## Collected data entries
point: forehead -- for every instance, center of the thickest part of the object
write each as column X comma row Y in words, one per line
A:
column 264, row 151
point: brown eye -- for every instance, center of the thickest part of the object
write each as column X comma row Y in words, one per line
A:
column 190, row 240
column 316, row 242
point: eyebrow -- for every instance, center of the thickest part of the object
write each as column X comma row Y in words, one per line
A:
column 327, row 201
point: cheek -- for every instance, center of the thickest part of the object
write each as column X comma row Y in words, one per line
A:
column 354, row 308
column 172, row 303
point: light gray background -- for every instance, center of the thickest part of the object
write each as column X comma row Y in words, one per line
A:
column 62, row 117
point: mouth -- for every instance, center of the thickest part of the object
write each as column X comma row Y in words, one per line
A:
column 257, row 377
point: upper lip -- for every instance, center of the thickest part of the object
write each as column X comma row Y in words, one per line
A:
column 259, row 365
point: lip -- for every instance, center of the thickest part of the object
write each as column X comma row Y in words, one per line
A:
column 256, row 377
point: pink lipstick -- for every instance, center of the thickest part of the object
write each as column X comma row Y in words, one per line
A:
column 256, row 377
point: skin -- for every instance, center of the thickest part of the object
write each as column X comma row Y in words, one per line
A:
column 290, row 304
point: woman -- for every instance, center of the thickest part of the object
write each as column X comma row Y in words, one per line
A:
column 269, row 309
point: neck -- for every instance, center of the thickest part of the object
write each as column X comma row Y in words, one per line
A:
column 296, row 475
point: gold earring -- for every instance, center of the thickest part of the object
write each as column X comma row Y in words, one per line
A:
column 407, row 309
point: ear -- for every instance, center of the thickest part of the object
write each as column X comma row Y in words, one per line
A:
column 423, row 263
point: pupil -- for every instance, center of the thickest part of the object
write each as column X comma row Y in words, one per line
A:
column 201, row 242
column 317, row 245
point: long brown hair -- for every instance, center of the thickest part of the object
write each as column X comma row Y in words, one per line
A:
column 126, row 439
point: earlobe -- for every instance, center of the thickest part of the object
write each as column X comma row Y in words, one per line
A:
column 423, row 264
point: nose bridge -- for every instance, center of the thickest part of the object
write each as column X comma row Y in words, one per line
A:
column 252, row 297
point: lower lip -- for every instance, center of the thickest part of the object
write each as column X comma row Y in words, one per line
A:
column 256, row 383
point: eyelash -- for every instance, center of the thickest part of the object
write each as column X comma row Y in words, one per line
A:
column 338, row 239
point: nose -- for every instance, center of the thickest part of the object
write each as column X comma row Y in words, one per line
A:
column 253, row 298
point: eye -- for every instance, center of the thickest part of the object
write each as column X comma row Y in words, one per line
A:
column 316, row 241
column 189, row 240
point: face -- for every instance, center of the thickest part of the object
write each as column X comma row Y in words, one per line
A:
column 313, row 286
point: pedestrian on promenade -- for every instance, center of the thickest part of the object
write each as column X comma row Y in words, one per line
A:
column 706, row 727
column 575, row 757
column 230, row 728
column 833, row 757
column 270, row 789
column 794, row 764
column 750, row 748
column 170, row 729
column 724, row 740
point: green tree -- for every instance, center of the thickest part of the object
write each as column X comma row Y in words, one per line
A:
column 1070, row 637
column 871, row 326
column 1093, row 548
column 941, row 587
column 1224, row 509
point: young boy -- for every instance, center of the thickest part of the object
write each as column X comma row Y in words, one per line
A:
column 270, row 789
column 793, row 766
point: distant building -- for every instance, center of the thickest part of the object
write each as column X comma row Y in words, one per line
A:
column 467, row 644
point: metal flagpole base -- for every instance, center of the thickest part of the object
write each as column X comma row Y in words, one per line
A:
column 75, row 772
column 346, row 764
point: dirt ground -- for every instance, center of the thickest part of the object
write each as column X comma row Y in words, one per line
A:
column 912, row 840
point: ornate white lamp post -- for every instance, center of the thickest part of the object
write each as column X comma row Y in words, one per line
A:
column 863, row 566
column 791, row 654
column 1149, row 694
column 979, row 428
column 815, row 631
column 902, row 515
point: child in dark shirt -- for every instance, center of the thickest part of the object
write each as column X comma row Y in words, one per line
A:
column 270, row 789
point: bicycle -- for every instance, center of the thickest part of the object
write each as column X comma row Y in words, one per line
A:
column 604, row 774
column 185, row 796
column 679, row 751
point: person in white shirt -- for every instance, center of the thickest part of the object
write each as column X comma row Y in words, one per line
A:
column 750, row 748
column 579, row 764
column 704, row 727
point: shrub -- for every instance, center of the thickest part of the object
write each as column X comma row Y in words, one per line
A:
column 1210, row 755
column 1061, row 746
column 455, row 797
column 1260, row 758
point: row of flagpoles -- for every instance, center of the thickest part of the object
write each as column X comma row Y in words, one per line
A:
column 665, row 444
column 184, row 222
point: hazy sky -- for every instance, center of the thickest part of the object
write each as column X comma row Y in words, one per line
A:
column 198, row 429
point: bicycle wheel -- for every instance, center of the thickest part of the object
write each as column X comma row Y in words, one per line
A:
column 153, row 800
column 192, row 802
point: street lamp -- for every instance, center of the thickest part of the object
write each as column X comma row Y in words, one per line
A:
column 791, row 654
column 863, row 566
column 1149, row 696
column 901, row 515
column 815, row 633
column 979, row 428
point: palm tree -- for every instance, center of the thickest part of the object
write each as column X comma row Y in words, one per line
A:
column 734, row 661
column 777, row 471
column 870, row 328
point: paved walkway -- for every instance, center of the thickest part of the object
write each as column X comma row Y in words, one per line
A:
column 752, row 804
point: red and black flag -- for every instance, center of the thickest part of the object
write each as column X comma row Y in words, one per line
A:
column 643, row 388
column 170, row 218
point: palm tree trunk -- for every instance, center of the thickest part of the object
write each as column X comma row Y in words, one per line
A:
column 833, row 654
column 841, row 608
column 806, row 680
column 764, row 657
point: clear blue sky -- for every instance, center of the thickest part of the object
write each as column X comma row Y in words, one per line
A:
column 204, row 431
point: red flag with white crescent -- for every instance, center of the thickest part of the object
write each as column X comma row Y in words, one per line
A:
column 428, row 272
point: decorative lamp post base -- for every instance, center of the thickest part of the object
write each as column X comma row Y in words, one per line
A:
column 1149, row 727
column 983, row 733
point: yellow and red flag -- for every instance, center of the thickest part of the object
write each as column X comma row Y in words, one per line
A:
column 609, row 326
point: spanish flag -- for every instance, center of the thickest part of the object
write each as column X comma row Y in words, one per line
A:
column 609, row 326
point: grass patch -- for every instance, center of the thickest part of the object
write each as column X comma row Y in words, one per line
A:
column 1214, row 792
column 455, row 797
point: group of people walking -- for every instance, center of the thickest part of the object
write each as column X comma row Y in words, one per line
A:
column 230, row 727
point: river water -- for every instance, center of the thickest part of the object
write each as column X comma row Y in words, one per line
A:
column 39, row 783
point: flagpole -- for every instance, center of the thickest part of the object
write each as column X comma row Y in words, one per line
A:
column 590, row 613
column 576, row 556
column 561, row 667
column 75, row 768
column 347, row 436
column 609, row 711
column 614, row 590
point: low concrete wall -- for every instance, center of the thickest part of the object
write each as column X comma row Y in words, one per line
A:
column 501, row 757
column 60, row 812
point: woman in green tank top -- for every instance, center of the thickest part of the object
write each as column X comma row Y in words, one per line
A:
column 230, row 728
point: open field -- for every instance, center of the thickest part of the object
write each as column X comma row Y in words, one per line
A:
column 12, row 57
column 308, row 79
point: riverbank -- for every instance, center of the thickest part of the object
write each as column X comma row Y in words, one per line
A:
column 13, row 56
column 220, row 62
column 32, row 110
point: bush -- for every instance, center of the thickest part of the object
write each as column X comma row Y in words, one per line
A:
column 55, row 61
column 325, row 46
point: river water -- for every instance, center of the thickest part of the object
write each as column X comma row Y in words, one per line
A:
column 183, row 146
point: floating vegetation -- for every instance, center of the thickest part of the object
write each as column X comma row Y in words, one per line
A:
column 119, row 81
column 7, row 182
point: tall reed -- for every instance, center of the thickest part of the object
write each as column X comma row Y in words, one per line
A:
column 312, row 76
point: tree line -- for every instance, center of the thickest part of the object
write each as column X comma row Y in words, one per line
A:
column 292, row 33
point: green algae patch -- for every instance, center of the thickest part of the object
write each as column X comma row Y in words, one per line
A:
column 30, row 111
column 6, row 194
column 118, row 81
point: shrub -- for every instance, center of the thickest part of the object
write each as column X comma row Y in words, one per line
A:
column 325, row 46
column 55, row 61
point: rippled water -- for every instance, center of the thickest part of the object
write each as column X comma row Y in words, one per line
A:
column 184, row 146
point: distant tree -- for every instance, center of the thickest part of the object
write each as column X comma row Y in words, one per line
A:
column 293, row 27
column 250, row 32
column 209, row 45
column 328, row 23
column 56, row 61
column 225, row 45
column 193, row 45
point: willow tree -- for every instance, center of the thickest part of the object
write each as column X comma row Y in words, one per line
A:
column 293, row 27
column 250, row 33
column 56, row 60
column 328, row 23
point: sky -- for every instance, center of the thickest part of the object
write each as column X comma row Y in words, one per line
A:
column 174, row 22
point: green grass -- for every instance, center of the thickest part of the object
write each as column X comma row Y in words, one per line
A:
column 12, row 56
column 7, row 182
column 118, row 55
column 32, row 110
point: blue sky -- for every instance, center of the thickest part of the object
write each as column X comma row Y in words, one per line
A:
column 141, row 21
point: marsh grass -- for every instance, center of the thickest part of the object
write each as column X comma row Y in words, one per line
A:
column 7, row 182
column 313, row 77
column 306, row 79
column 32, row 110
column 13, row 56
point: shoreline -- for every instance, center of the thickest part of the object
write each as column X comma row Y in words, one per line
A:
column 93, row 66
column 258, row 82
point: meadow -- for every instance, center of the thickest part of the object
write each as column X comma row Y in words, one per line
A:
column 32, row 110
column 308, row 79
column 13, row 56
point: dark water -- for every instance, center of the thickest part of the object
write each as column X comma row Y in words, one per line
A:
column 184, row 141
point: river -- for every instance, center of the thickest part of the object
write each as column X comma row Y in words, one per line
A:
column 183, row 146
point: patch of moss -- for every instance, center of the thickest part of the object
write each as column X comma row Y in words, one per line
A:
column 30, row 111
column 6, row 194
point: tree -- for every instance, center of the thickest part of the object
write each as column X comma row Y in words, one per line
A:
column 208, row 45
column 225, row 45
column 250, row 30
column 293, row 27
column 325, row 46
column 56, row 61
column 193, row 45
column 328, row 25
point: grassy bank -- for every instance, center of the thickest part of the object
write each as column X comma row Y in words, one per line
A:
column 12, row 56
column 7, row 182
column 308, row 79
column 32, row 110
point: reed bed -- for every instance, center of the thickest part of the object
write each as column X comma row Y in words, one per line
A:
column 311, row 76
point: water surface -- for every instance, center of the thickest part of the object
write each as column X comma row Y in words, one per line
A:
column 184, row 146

## Assignment
The lines that mention the word "base" should be pulled from the records above.

## Answer to this problem
point: metal flagpole base -- for every instance, center of the thickest part of the object
point: decorative lamp post base -- for every instance, center of the thickest part of the object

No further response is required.